(EXTRACT Opens)

The first attempt at a heart transplantation in Britain had actually taken place 11 years earlier, but the patient had lived for only 45 days.
Similarly poor outcomes in a number of patients over the following year persuaded health chiefs to ban the practice.
But by 1979 the powerful immunosuppressant drug ciclosporin had been discovered, which helped prevent the immune system rejecting donor organs.
During that time Sir Terence had been training with top US transplant surgeons, meanwhile building up a team of specialists at Papworth, waiting for the mood to change.
He was refused funding by the Department of Health, and told he must under no circumstances perform a heart transplant, but the NHS manager for Cambridgeshire believed in the programme and gave the money for two procedures.
However, this did not impress (now) Sir Roy Calne, a kidney transplant pioneer to whom Sir Terence had previously promised they would initiate a heart transplant programme together at Calne’s Addenbrooke’s hospital base.
Sir Terence says the resulting disagreement was so profound that Sir Roy instructed units under his control – where most of the donors arrived – not to send donor hearts to Papworth.
“A lot of the units that were sending [donor] kidneys were told he wasn’t going to accept any if they were also sending hearts.
“It was difficult – I could have handled things better, I think.”
Sir Roy had not accounted for his senior registrar, Paul McMaster, who believed Sir Terence should have the chance to operate and offered the heart in his superior’s absence.
Subsequently the president of Medecins Sans Frontieres UK, McMaster had done exactly the same thing seven months earlier.
However, the recipient on that occasion, Charles McHugh, had suffered brain damage while waiting for the organ and died three days after the operation.
“I had to go to the Department of Health and explain what had happened,” said Sir Terence.
“But they did not know that I had one more shot, and that I was going to use it.”

(EXTRACT Closes)
(SOURCE MATERIAL Opens)

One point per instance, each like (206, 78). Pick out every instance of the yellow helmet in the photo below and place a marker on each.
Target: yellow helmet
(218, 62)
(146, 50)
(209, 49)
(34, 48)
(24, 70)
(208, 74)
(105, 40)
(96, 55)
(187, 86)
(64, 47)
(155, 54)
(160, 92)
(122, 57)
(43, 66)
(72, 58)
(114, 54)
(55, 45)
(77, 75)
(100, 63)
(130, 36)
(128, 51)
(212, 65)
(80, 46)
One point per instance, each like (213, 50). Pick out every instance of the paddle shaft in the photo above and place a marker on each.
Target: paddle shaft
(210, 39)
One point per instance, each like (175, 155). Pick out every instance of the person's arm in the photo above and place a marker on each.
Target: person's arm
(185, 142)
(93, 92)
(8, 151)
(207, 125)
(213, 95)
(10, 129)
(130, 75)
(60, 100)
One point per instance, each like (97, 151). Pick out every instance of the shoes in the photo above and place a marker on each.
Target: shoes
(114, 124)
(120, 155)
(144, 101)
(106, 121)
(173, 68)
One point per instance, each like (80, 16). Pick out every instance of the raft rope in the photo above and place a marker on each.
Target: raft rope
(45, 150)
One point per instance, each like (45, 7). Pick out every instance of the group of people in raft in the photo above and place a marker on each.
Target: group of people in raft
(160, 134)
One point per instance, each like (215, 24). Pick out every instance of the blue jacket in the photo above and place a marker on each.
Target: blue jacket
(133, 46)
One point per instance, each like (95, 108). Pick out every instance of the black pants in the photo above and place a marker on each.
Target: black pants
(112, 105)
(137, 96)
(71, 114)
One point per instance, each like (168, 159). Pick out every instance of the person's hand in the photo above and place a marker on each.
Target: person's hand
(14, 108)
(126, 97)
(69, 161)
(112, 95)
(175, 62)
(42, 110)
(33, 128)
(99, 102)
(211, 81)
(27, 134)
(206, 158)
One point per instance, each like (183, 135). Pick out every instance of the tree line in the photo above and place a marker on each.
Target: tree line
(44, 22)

(SOURCE MATERIAL Closes)

## BRIEF 1
In the heart transplant passage, how long did the patient in Britain's first attempt at a heart transplantation live?
## BRIEF 2
Reproduce everything in the heart transplant passage from "Sir Roy had" down to "after the operation.".
The records come from a separate source, not from the heart transplant passage.

## OUTPUT 1
45 days.

## OUTPUT 2
Sir Roy had not accounted for his senior registrar, Paul McMaster, who believed Sir Terence should have the chance to operate and offered the heart in his superior’s absence.
Subsequently the president of Medecins Sans Frontieres UK, McMaster had done exactly the same thing seven months earlier.
However, the recipient on that occasion, Charles McHugh, had suffered brain damage while waiting for the organ and died three days after the operation.